### Task to complete
What is needed is every line of the material that contains "mask".

### Provided information
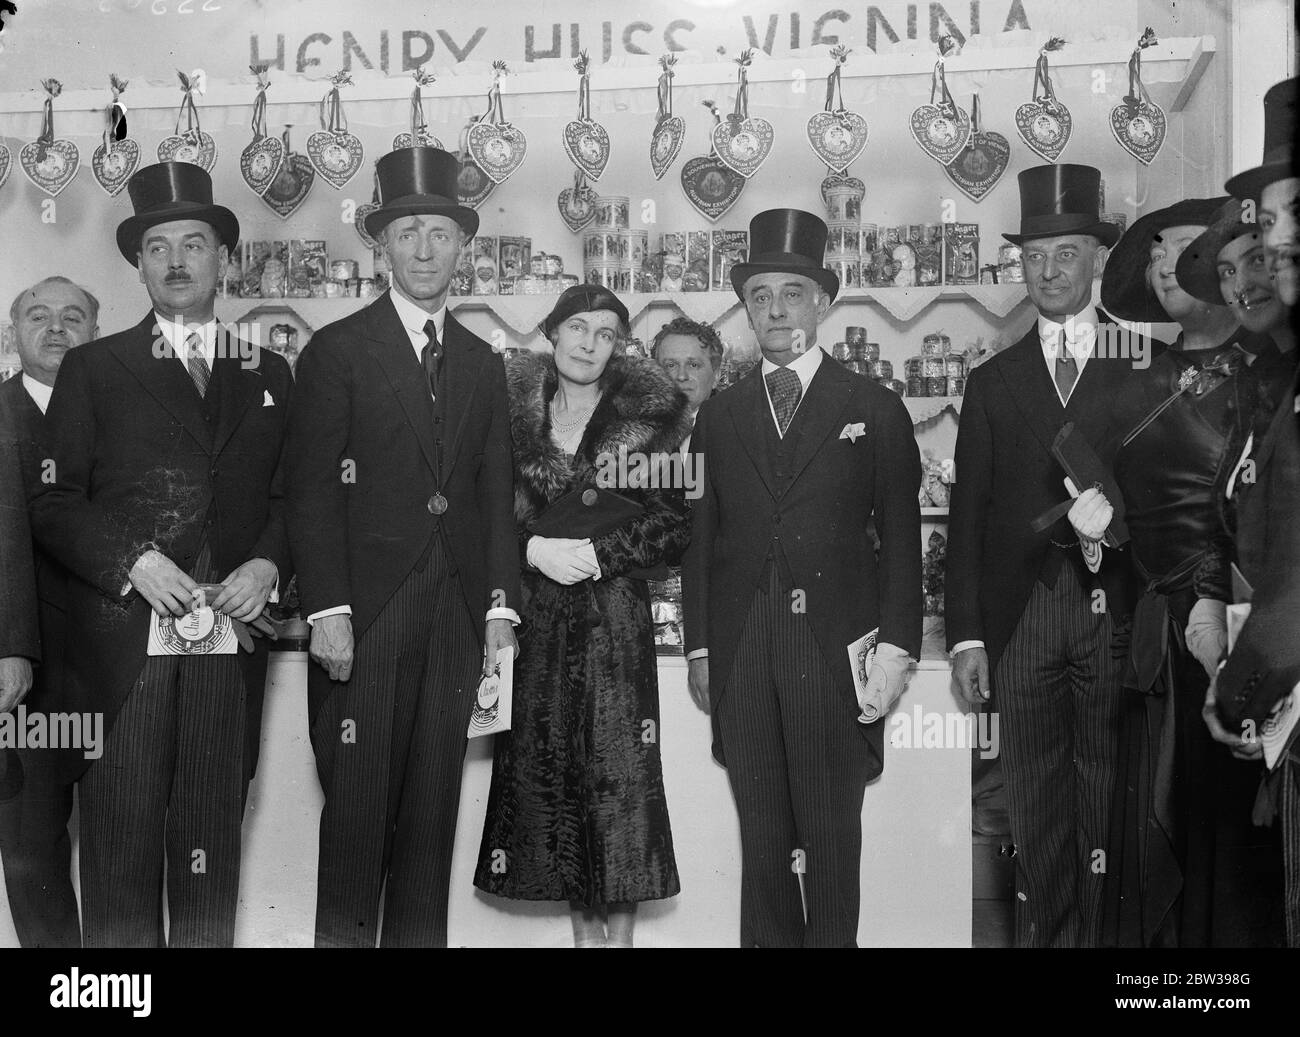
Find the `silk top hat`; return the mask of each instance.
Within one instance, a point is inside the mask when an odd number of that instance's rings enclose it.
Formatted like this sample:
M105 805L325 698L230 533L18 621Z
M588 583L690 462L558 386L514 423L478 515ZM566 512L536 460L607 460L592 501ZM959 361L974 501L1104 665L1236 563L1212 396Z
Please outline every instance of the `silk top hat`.
M212 177L193 162L157 162L137 170L127 181L135 215L117 227L117 249L133 266L140 239L150 227L176 220L202 220L233 252L239 241L239 221L224 205L212 204Z
M1003 234L1013 245L1035 238L1091 234L1109 248L1119 227L1101 218L1101 171L1069 162L1031 166L1020 173L1020 233Z
M460 224L465 237L478 232L478 213L460 204L456 178L460 160L441 148L398 148L375 165L379 208L366 217L366 232L379 232L404 216L447 216Z
M1208 228L1229 200L1188 198L1147 213L1126 230L1106 260L1106 270L1101 275L1101 305L1106 312L1125 320L1151 323L1172 320L1152 291L1147 276L1151 246L1156 236L1169 227ZM1222 300L1219 305L1223 305Z
M1296 80L1286 79L1269 87L1264 95L1264 160L1254 169L1238 173L1223 189L1234 198L1259 198L1275 180L1296 176L1295 138Z
M631 321L627 307L617 295L598 284L575 284L564 289L538 328L549 339L551 332L575 313L594 313L597 310L609 310L618 317L623 331L628 331Z
M755 274L802 274L816 281L834 302L840 279L822 265L826 224L802 209L768 209L749 221L749 261L731 268L731 287L743 300Z
M1257 243L1262 242L1259 224L1244 223L1241 217L1241 202L1229 198L1205 233L1183 249L1174 267L1174 277L1188 295L1216 306L1227 305L1219 285L1219 253L1228 242L1246 235L1252 235Z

### Response to the task
Find the `silk top hat`; return the mask of each instance.
Within one instance, a point is inside the mask when an odd number of that instance's rings enclose it.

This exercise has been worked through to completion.